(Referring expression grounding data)
== Segment start ==

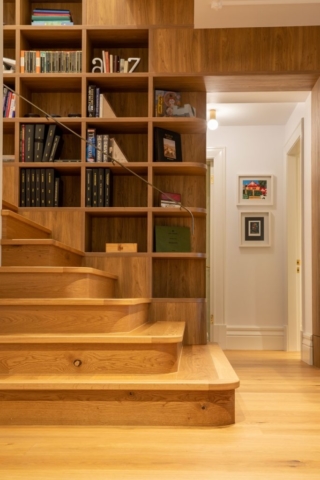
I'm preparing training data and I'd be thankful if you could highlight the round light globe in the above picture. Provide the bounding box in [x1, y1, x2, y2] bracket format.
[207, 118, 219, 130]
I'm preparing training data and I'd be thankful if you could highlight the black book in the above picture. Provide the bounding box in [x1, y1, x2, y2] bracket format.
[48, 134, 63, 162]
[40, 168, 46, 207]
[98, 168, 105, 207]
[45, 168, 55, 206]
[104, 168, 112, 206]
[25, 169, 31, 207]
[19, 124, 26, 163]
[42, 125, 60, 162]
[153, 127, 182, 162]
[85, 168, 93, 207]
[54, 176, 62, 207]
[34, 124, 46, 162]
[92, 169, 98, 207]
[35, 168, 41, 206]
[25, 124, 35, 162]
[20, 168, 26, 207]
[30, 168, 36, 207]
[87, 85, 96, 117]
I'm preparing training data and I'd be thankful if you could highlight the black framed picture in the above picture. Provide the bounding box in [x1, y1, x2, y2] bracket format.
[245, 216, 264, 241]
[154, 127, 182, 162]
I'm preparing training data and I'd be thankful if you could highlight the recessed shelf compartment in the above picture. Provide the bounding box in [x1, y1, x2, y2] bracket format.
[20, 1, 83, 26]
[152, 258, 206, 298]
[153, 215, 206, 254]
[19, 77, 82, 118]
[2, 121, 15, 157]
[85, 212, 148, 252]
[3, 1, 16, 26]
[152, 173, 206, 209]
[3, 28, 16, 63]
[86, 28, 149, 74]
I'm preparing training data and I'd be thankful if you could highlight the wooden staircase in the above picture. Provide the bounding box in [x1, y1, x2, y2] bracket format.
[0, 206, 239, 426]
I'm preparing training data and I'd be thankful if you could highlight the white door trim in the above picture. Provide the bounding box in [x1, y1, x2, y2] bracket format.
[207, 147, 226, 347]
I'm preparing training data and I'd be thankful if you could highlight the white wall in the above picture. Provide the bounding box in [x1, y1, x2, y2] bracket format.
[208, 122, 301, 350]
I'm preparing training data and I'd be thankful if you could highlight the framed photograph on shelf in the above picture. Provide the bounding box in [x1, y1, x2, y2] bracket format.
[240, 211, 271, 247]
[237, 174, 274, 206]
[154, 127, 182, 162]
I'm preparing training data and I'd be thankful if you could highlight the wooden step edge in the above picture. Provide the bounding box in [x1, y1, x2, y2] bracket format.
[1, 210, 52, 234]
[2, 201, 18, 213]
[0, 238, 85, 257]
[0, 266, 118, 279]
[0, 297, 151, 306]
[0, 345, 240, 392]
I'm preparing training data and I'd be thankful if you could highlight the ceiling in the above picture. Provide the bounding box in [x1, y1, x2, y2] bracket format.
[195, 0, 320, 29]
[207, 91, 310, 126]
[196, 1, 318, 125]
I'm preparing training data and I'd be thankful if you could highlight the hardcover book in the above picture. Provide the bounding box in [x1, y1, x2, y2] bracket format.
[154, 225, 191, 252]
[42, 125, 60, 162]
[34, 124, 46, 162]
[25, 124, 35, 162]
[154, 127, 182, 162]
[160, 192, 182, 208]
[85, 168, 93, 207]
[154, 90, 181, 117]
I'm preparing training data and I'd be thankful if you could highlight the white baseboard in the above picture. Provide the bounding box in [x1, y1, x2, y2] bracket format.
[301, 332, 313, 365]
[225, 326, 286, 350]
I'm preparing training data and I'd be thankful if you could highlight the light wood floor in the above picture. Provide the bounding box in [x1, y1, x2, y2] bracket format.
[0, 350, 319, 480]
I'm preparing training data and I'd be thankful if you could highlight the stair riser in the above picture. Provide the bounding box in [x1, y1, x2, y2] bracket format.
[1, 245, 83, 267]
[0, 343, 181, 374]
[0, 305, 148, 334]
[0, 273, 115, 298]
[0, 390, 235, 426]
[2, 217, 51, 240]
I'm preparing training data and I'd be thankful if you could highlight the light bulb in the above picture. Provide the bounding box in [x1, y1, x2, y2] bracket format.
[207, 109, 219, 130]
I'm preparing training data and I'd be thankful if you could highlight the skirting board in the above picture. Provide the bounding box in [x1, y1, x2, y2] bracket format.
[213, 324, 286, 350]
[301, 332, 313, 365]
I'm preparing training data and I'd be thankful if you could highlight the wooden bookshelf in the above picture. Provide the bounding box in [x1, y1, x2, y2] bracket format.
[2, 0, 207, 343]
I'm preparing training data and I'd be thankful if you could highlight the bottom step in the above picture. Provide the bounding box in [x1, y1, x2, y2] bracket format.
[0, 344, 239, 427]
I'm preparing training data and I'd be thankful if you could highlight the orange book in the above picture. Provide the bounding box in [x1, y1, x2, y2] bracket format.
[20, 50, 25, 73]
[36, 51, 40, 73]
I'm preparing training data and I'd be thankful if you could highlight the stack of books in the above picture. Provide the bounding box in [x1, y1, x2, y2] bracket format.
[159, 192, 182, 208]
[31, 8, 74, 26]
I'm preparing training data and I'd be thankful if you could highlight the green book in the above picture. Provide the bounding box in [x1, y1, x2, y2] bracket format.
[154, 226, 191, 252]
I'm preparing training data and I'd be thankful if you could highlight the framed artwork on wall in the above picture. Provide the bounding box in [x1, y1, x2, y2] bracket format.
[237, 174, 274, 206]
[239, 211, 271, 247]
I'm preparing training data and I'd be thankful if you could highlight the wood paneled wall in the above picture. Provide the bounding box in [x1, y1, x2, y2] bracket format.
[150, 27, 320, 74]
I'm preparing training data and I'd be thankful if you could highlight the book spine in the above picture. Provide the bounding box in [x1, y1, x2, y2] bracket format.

== Segment end ==

**Aim of the exercise**
Without including any pictures, output all the entries above exactly.

**Finished exercise**
I'm preparing training data and I'd be thankful if you could highlight the round light globe in the above picture. Provide the bounding box in [x1, y1, x2, y2] bracket format.
[207, 118, 219, 130]
I'm preparing training data and I'd be thankful if you could highlight the black book in the above picture. Provide the bounding box in [x1, y1, x2, y2] bracket format.
[48, 134, 63, 162]
[40, 168, 46, 207]
[98, 168, 105, 207]
[45, 168, 55, 206]
[104, 168, 112, 206]
[25, 169, 31, 207]
[19, 124, 26, 163]
[42, 125, 60, 162]
[153, 127, 182, 162]
[85, 168, 93, 207]
[54, 176, 62, 207]
[34, 124, 46, 162]
[92, 169, 98, 207]
[35, 168, 41, 206]
[25, 124, 35, 162]
[20, 168, 26, 207]
[30, 168, 36, 207]
[87, 85, 96, 117]
I'm preparing training data and I'd be thankful if you could highlight the black framed picture in the above picture. Provide the bounding box in [x1, y1, x2, y2] bracket format.
[245, 216, 264, 241]
[154, 127, 182, 162]
I'm preparing training data and I'd be thankful if you could highlight the recessed shelf compartment in the above picture. Provide the bounding box in [x1, y1, x2, y2] bracket format.
[20, 1, 83, 26]
[152, 258, 206, 298]
[153, 215, 206, 254]
[19, 77, 82, 118]
[2, 121, 15, 157]
[85, 212, 148, 252]
[3, 1, 16, 26]
[152, 173, 206, 209]
[3, 28, 16, 63]
[86, 28, 149, 74]
I'm preparing training data and I'd be thankful if you could highlight the wooden staircase in the above picture. Provide the bounding box in [x1, y1, x2, y2] bracket format.
[0, 206, 239, 426]
I'm preparing training data and I'd be thankful if you could highlight the white door trim in the above picture. Provide the bounding box in [x1, y1, x2, y2] bracket format.
[207, 147, 226, 347]
I'm preparing training data and I'd be thankful if you could highlight the white wall in the above picture. Provide the bounding box in [x1, y1, x2, y2] bracket format.
[208, 122, 301, 350]
I'm preparing training data and I'd be thankful if you could highlight the framed photograph on shelf in the above picture. Provide the bounding box in [x1, y1, x2, y2] bracket format.
[240, 211, 271, 247]
[237, 174, 274, 206]
[154, 127, 182, 162]
I'm preparing training data and I'd be thankful if you could highlight the wooden step edge in the above picture. Provide the bounding box in [x1, y1, x2, y2] bracket format.
[1, 210, 52, 234]
[2, 201, 18, 213]
[0, 238, 85, 257]
[0, 266, 118, 279]
[0, 297, 151, 306]
[0, 345, 240, 392]
I'm preparing training data and I'd be thankful if you could highlight the ceiling in the above picture. Provide the bounding box in [x1, y1, x2, y2] bracket format.
[195, 0, 320, 29]
[207, 91, 310, 126]
[196, 1, 318, 125]
I'm preparing training data and I'd be thankful if you could highlight the hardcover book in the above picture. Provide the bounding box in [x1, y1, x2, y2] bracket format.
[154, 225, 191, 252]
[42, 125, 60, 162]
[34, 124, 46, 162]
[25, 124, 35, 162]
[154, 127, 182, 162]
[160, 192, 182, 208]
[85, 168, 93, 207]
[154, 90, 181, 117]
I'm preparing training data and I'd be thankful if you could highlight the white baseboard in the above picture. Provide the bounding box in [x1, y1, x2, y2] bracket format.
[301, 332, 313, 365]
[225, 326, 286, 350]
I'm preparing training data and I'd be thankful if you could highlight the light wood floor in the above picture. Provide the bounding box in [x1, y1, x2, y2] bracket format.
[0, 350, 319, 480]
I'm preparing training data and I'd be thankful if you could highlight the stair riser in the above picture. Provide the bounding box in [x1, y1, x2, y2] bracket format.
[1, 245, 83, 267]
[0, 343, 181, 374]
[0, 305, 148, 334]
[0, 273, 115, 298]
[0, 390, 235, 426]
[2, 217, 51, 240]
I'm preparing training data and I'd be thankful if you could highlight the light bulb in the above picture. Provide the bounding box in [x1, y1, x2, y2] bracket format.
[207, 109, 219, 130]
I'm preparing training data and I'd be thankful if you could highlight the skirting board in the above picture. Provide the bounding box in [x1, y1, x2, y2] bracket format.
[213, 324, 286, 350]
[301, 332, 313, 365]
I'm preparing training data and I'd be thankful if you could highlight the wooden bookshelf in the above picture. Provide the bounding box in [x1, y1, x2, y2] bracket format.
[2, 0, 207, 343]
I'm preparing training data and I'd be thankful if you could highlight the bottom step in the above picture. Provide the bounding box in [x1, y1, x2, y2] bracket format.
[0, 344, 239, 427]
I'm preparing training data and I'd be thankful if you could highlight the orange book in the above picture. Provide the bounding box in [x1, y1, x2, y2] bracket format.
[20, 50, 25, 73]
[36, 51, 40, 73]
I'm preparing training data and I'd be thankful if you could highlight the stack of books in the above picture. Provide the bounding box in [x1, y1, x2, y2] bracket format.
[159, 192, 182, 208]
[31, 8, 74, 26]
I'm preparing training data and I'd be thankful if you could highlight the green book in the above picture. Provide the bounding box in [x1, y1, x2, y2] bracket format.
[154, 226, 191, 252]
I'm preparing training data and I'd be thankful if you could highlight the framed artwork on wall in the above picture. Provide the bounding box in [x1, y1, x2, y2] bracket format.
[237, 174, 274, 206]
[239, 211, 271, 247]
I'm preparing training data and I'd be thankful if you could highlight the wood paneled wall in the above picture. Provide the bounding box in [x1, y1, x2, y2] bracket format.
[150, 27, 320, 74]
I'm preparing training data and I'd be thankful if you could highlight the book spine in the above picture. Provide the bounding box in [x1, y1, x2, y2] bracket format.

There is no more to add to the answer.